課題文
強化人士4号を論じた本文について、「ところが、いざ本物のエラン・」から下って「だと連想しないものだろうか?」に至るまでのすべてを、一字も変えずに打ち直しなさい。

提示本文

強化人士4号

強化人士4号、彼について語るのは難しい
主人公スレッタと同じくらい謎の多い人物で、何だかんだ主役だから丁寧にキャラを掘り下げられ、それでいて「先入観からの誤解」を、魔女裁判における偏見として視聴者にも体験させようとしてくるこの作品
そのせいでスレッタのキャラクターは、わかるようでわからない、でも理解しようと丁寧に観察すればその人なりに何か見えてくる、そういう描写の仕方がされている

が、それは主役で尺が十分使えるから成り立つ話、1クールの半分、6話で出番がなくなった4号にはそんな掘り下げをする暇がなかった

それでも、スレッタと最も心を通わせ近づき、最後には自分とは違う、と反発して争った彼だからこそ、その後のスレッタの描写と合わせて似ている部分、違う部分が見えてきて、それなりに彼を知ることができる

更には彼と同じ顔と声、似た境遇に放り込まれたもう一人、強化人士5号の2期での本格的な活動で、更にそのキャラクターが対照的に明かされていくものと期待している

今回は、そんな2期の前に4号についてまとめてみたい

全てが謎のキャラクター

「強化」「人士」の謎


強化人士、というもの自体が謎で、そのまま乗ればデータストームとか「呪い」とか呼ばれる反動で、身体に悪影響を及ぼし死んでしまうモビルスーツ「ガンダム」その呪いに対抗するために「強化」を施したのが強化人士、おおむねそういう解釈で間違いないと思う

「人士」は中国語で「地位や教養がある人」と出るので、4号が出てきた1クール序盤では「影武者として成り代わるエラン・ケレス本人の代役が務まるような知識と教養を身につけている」という意味かと思った
事実彼は非常に難しい哲学書を読んでいると、実際に存在するその本が確認でき、どのページを読んでいるかわかるようにまでされていた

ところが、いざ本物のエラン・ケレス(ここでも愛称のエラン様と呼ぶことにする)が登場してみると、難しいとは言えそんな厭世的な、人生を空虚だと論じる哲学書を読むタイプではなかった
更に4号の後に登場した5号は、エラン様以上にそんな本を読むタイプでもなく、あれが「人士」たる一環として与えられたアイテムではなく、4号自身のキャラクターを示すアイコンだと判明する

記憶に関する謎

同じく生い立ちについても、世をはかなむ本を読むだけあって過去について語らない、どころか記憶がないらしいとわかった

これに関して「強化」の一環で、顔をエラン様に似せるため整形している他、バイオテクノロジーとナノテクノロジーも使われているとされているため、イメージで「記憶を操作、消されている」と思われていた

ところが、後に出現する5号は「押せば落ちるな、あれは」をはじめ、女性を口説くという行為を理解している(慣れているとは言えないが)ということで「強化人士として改造されたのちに、ナンパ術を学ばされた」などという面白設定でもない限り、過去の記憶を有していると思える

4号に関しても、6話の最後で分かるが「母の思い出らしい夢」を見ている。そのことに対しベルメリアは「またうなされていた」としか言わない
記憶を人為的に改ざんや消去していたなら、「あなたひょっとして嬉しいの?」という疑いとともに、心境の変化が記憶を取り戻したことによるものだと連想しないものだろうか?

抜粋資料
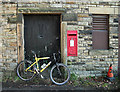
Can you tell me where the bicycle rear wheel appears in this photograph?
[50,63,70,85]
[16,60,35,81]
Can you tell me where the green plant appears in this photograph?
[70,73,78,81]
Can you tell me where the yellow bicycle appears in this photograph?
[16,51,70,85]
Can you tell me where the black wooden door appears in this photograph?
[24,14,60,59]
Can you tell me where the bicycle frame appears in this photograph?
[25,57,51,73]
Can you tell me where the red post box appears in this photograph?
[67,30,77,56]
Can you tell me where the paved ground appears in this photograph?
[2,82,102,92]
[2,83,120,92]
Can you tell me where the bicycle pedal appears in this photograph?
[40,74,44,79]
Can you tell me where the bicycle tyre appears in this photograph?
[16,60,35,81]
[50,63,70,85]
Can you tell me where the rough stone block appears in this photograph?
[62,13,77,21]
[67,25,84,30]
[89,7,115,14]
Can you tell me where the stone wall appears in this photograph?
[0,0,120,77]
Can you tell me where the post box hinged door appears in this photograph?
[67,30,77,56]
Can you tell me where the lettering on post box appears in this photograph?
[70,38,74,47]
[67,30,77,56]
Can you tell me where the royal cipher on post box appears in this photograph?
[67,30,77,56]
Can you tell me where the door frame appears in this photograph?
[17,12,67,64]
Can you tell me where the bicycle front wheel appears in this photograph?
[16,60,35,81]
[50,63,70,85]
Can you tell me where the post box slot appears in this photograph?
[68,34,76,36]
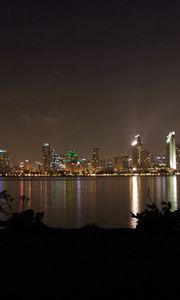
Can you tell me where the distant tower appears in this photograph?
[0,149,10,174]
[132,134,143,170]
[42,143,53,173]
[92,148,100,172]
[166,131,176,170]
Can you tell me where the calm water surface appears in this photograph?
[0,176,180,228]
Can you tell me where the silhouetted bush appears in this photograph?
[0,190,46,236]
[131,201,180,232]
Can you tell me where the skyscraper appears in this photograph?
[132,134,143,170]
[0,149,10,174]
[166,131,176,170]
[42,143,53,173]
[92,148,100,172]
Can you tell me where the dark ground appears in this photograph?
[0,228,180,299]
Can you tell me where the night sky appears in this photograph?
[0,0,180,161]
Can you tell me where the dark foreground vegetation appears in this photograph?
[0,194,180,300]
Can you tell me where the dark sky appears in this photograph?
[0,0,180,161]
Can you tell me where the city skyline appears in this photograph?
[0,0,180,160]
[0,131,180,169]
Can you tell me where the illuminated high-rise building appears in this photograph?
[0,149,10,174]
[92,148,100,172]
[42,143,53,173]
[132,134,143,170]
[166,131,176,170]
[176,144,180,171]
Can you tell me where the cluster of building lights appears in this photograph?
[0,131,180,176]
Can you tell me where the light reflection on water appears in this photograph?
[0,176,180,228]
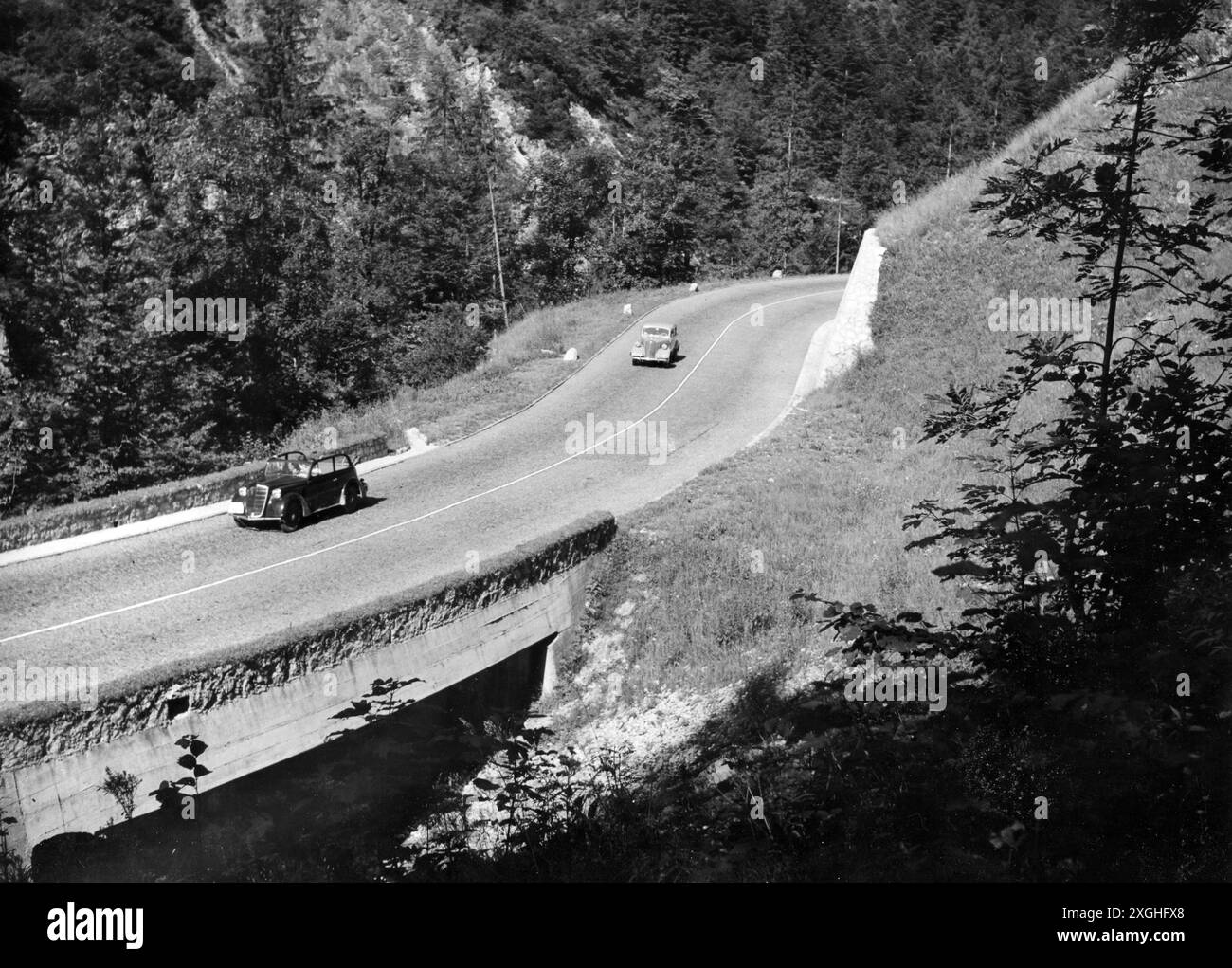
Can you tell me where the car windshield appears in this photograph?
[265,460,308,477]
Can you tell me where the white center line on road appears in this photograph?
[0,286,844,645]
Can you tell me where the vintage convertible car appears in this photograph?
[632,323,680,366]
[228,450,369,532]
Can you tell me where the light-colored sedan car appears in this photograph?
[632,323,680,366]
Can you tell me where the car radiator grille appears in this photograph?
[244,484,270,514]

本演習の解答
ところが、いざ本物のエラン・ケレス(ここでも愛称のエラン様と呼ぶことにする)が登場してみると、難しいとは言えそんな厭世的な、人生を空虚だと論じる哲学書を読むタイプではなかった
更に4号の後に登場した5号は、エラン様以上にそんな本を読むタイプでもなく、あれが「人士」たる一環として与えられたアイテムではなく、4号自身のキャラクターを示すアイコンだと判明する

記憶に関する謎

同じく生い立ちについても、世をはかなむ本を読むだけあって過去について語らない、どころか記憶がないらしいとわかった

これに関して「強化」の一環で、顔をエラン様に似せるため整形している他、バイオテクノロジーとナノテクノロジーも使われているとされているため、イメージで「記憶を操作、消されている」と思われていた

ところが、後に出現する5号は「押せば落ちるな、あれは」をはじめ、女性を口説くという行為を理解している(慣れているとは言えないが)ということで「強化人士として改造されたのちに、ナンパ術を学ばされた」などという面白設定でもない限り、過去の記憶を有していると思える

4号に関しても、6話の最後で分かるが「母の思い出らしい夢」を見ている。そのことに対しベルメリアは「またうなされていた」としか言わない
記憶を人為的に改ざんや消去していたなら、「あなたひょっとして嬉しいの?」という疑いとともに、心境の変化が記憶を取り戻したことによるものだと連想しないものだろうか?